[TO DO]
a) Please update the stretch from "Nonetheless, Rumsfeld must" through "by this summer." in the text on defense planning, rewriting it with "Rumsfeld" replaced by "the secretary".
b) Answer these questions from the text on defense planning.
(i) By when must the congressionally mandated defense review be completed?
(ii) Which administration is named for its massive defense spending?
(iii) What did President Bush promise during the election campaign?

[TEXT PROVIDED]
....
There seems to be a pattern here of alternating between activist and business-as-usual defense secretaries, sort of like the way the Vatican chooses its popes, and this may not be a bad idea. The sheer immensity of the defense establishment dictates that it can absorb only a limited amount of radical change.

Nonetheless, Rumsfeld must make some fundamental decisions to transform the Department of Defense (DOD) from its Cold War mentality to a new awareness of information and biological warfare threats. For the Bush Administration, it would be desirable to get an early start on this process while the new president still enjoys cordial relations with Congress.

To their credit, members of the new administration have already made a start. A task force under Rumsfeld's direction is studying these issues in parallel with a congressionally mandated defense review, which must be completed by September. These studies should yield at least tentative decisions by this summer.

In a news briefing last month, Rumsfeld described the studies as ranging "all across the spectrum from terrorism through cyber attacks to information warfare to cruise missiles to short-range ballistic missiles to longer range ballistic missiles and weapons of mass destruction."

Although NMD continues to be the primary focus of media attention, the in-house studies must grapple with issues that could have even more political fallout down the road, such as justifying a new generation of weapon systems. Absent the kind of massive defense spending that characterized the Reagan Administration, it's going to be hard to find money for the F-22 fighter, Joint Strike Fighter, and V-22 Osprey — and prepare to deploy a NMD, as President Bush promised during the election campaign.
....
[Source data]
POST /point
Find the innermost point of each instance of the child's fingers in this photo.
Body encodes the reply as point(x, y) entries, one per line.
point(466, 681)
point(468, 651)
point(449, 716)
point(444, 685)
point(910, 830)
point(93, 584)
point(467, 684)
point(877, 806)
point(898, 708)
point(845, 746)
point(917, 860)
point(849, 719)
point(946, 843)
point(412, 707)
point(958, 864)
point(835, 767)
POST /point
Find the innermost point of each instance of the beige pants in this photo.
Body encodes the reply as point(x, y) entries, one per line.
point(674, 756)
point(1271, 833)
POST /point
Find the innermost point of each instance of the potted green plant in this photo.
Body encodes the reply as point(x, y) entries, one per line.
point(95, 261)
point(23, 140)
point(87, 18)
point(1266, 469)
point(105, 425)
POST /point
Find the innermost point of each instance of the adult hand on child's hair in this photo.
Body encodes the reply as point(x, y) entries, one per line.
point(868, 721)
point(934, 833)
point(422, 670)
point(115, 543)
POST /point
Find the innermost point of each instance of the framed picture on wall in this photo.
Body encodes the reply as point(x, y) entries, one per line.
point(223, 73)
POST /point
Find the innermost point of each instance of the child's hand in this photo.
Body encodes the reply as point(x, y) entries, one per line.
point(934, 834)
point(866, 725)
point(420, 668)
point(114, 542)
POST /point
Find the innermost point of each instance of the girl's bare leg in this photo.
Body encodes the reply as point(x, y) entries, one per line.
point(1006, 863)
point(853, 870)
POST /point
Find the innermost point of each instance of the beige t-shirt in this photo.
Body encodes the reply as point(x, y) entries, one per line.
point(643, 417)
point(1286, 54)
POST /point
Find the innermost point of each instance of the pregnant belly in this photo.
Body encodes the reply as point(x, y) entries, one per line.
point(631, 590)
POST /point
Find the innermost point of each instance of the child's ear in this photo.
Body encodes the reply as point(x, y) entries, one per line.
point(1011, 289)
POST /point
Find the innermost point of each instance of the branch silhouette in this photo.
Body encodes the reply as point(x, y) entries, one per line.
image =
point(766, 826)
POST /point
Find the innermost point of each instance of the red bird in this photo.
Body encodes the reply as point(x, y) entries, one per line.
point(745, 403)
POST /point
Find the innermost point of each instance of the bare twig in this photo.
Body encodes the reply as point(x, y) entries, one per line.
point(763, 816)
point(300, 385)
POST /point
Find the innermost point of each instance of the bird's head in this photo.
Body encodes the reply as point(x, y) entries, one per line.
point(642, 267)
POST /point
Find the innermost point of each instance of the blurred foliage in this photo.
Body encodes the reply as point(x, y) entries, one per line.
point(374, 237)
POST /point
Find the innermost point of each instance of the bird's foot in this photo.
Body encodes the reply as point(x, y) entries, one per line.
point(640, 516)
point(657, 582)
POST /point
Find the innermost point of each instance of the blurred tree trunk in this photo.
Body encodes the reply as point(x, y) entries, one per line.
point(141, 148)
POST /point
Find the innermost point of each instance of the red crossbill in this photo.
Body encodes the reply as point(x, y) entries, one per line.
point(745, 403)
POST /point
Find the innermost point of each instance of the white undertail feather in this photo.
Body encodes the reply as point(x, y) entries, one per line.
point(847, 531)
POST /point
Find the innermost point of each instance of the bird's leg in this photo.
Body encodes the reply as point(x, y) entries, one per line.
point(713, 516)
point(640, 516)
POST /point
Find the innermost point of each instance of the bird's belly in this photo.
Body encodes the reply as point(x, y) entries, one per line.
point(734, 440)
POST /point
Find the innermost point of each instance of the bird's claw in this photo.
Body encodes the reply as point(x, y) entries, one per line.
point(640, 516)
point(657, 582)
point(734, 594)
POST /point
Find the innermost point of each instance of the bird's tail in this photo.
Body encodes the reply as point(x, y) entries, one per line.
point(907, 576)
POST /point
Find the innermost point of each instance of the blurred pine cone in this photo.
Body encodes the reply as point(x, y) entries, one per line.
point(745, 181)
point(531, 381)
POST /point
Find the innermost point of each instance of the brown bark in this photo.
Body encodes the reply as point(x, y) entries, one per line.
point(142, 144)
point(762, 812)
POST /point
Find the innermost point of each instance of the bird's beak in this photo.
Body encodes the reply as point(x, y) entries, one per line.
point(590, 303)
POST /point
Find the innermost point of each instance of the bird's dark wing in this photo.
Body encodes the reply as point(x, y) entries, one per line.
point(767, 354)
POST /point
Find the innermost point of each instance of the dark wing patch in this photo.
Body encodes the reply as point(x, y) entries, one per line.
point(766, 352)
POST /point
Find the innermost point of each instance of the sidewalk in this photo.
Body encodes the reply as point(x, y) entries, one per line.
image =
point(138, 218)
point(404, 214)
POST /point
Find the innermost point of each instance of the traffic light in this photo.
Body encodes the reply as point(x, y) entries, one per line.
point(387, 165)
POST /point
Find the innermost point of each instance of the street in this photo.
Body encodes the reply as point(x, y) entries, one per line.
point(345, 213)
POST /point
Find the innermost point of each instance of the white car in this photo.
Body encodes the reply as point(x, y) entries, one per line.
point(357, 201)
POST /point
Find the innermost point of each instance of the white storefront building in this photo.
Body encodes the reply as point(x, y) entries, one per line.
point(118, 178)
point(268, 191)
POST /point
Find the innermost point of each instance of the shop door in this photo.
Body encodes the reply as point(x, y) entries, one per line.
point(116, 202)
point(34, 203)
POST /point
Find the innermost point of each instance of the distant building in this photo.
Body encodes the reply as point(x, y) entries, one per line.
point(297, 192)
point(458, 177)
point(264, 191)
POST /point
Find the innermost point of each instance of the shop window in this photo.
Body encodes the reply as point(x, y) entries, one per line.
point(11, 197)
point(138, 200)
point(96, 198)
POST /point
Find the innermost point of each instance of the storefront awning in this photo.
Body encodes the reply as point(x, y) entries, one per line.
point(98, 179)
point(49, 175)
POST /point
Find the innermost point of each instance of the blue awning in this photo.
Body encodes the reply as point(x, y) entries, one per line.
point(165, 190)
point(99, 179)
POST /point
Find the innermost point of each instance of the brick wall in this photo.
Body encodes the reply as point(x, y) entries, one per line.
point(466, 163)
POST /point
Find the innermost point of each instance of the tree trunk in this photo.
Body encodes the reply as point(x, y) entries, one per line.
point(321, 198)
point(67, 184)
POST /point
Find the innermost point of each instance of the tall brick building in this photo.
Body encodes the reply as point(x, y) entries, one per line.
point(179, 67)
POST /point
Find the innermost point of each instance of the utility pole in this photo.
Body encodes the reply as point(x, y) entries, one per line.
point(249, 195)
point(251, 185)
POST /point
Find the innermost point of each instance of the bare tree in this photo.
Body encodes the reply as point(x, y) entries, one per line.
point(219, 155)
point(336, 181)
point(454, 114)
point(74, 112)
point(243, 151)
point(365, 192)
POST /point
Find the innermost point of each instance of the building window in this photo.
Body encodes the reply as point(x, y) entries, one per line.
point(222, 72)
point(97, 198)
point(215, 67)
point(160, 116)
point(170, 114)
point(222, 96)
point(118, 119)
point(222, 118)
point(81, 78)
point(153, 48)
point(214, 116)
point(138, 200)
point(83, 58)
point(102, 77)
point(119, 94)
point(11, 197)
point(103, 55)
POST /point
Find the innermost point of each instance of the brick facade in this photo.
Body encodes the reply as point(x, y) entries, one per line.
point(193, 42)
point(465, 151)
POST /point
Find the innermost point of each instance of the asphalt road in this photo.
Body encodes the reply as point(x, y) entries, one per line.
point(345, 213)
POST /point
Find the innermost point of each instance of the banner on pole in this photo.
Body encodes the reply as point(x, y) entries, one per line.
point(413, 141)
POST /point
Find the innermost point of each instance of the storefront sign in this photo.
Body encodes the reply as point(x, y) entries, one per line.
....
[PER-TASK OUTPUTS]
a)
Nonetheless, the secretary must make some fundamental decisions to transform the Department of Defense (DOD) from its Cold War mentality to a new awareness of information and biological warfare threats. For the Bush Administration, it would be desirable to get an early start on this process while the new president still enjoys cordial relations with Congress.

To their credit, members of the new administration have already made a start. A task force under the secretary's direction is studying these issues in parallel with a congressionally mandated defense review, which must be completed by September. These studies should yield at least tentative decisions by this summer.

b)
(i) By September.
(ii) The Reagan Administration.
(iii) To deploy an NMD.